# Task description
On how many lines of the records below does the string "traffic" appear? Reply with only the number.

# Entries supplied
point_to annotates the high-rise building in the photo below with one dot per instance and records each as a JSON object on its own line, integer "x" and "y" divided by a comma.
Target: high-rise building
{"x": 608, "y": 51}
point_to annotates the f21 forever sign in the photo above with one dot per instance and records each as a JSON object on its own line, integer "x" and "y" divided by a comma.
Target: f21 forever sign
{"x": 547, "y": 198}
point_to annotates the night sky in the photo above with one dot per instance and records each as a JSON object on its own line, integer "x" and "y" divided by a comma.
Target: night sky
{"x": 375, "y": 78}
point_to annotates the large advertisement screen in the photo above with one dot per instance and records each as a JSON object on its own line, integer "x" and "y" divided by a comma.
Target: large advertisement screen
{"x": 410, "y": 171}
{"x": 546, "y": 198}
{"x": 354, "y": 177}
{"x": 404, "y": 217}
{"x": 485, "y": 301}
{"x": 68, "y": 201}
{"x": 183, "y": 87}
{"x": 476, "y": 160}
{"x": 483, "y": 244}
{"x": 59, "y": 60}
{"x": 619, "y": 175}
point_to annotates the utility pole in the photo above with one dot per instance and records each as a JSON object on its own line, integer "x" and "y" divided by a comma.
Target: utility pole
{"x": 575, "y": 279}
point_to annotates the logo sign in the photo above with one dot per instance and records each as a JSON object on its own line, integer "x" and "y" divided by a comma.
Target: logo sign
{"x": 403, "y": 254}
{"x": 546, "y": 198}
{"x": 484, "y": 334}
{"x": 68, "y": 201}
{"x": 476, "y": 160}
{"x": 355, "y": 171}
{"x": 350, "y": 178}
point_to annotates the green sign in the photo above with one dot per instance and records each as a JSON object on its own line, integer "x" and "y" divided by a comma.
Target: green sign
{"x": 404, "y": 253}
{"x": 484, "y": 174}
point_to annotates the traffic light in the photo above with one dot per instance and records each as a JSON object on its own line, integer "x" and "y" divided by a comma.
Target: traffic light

# Answer box
2